-------- Source material --------

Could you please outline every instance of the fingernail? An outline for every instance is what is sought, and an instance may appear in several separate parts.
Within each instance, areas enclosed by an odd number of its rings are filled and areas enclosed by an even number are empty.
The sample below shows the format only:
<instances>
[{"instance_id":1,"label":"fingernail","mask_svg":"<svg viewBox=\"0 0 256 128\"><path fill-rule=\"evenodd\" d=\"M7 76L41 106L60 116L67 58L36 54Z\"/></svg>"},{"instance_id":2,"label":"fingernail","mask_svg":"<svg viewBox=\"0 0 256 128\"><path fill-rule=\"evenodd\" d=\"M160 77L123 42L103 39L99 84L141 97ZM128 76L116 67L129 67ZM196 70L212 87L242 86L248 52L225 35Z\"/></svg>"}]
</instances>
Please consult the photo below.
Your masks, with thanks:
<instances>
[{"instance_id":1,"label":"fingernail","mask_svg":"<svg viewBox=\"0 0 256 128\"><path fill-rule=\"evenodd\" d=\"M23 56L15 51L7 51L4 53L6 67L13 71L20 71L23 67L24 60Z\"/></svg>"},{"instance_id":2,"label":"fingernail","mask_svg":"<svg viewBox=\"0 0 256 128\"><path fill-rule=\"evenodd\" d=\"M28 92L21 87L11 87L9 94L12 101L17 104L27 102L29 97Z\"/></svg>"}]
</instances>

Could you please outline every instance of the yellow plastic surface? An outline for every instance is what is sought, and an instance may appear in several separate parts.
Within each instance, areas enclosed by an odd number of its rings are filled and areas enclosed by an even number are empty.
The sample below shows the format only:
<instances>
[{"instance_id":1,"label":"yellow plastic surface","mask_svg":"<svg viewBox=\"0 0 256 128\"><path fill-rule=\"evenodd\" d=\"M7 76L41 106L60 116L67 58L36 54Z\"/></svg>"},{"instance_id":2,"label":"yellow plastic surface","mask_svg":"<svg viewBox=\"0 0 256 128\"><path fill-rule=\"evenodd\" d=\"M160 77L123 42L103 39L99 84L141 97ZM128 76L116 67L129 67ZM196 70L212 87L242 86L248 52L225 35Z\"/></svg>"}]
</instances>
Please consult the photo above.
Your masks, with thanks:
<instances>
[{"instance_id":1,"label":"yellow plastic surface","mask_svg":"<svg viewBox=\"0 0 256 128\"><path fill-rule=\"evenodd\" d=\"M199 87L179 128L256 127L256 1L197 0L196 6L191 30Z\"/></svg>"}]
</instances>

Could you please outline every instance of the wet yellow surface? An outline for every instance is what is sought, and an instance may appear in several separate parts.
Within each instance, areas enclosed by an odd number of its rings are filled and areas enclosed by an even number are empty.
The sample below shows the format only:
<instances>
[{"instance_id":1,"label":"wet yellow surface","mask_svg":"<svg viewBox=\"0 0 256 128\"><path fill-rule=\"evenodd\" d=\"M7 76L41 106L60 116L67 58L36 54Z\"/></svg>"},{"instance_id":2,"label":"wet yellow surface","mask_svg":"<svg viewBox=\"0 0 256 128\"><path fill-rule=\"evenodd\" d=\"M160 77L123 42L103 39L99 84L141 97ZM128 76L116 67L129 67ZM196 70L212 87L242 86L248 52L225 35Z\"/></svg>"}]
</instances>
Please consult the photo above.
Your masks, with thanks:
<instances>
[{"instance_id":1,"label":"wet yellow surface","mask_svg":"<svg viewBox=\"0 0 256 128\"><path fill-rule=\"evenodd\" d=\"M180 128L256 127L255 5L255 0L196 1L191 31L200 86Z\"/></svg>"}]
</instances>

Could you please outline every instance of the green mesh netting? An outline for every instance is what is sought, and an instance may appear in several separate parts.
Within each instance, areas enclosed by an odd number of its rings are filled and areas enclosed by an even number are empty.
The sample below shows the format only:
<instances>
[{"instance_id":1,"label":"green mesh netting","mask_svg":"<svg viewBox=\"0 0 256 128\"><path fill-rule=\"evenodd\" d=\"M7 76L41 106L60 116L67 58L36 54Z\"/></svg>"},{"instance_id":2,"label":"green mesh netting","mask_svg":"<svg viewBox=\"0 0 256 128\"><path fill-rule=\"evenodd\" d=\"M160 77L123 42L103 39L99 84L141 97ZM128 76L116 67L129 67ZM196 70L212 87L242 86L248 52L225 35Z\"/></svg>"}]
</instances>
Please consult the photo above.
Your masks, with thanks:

--------

- **Exercise goal**
Reproduce the stretch of material from the line containing "Could you please outline every instance of the green" through the end of the material, changing "green mesh netting" to "green plastic netting" wherever it occurs and leaving all else unchanged.

- **Result below**
Could you please outline every instance of the green plastic netting? An outline for every instance is what is sought, and an instance may appear in several separate parts.
Within each instance, areas enclosed by an odd number of its rings are filled and areas enclosed by an even number are empty.
The sample below shows the format only:
<instances>
[{"instance_id":1,"label":"green plastic netting","mask_svg":"<svg viewBox=\"0 0 256 128\"><path fill-rule=\"evenodd\" d=\"M7 76L41 106L60 116L67 58L36 54Z\"/></svg>"},{"instance_id":2,"label":"green plastic netting","mask_svg":"<svg viewBox=\"0 0 256 128\"><path fill-rule=\"evenodd\" d=\"M160 77L123 42L103 39L99 84L141 97ZM128 76L116 67L129 67ZM196 70L212 87L242 86L248 52L225 35Z\"/></svg>"}]
</instances>
Please consult the photo above.
Your masks, with thanks:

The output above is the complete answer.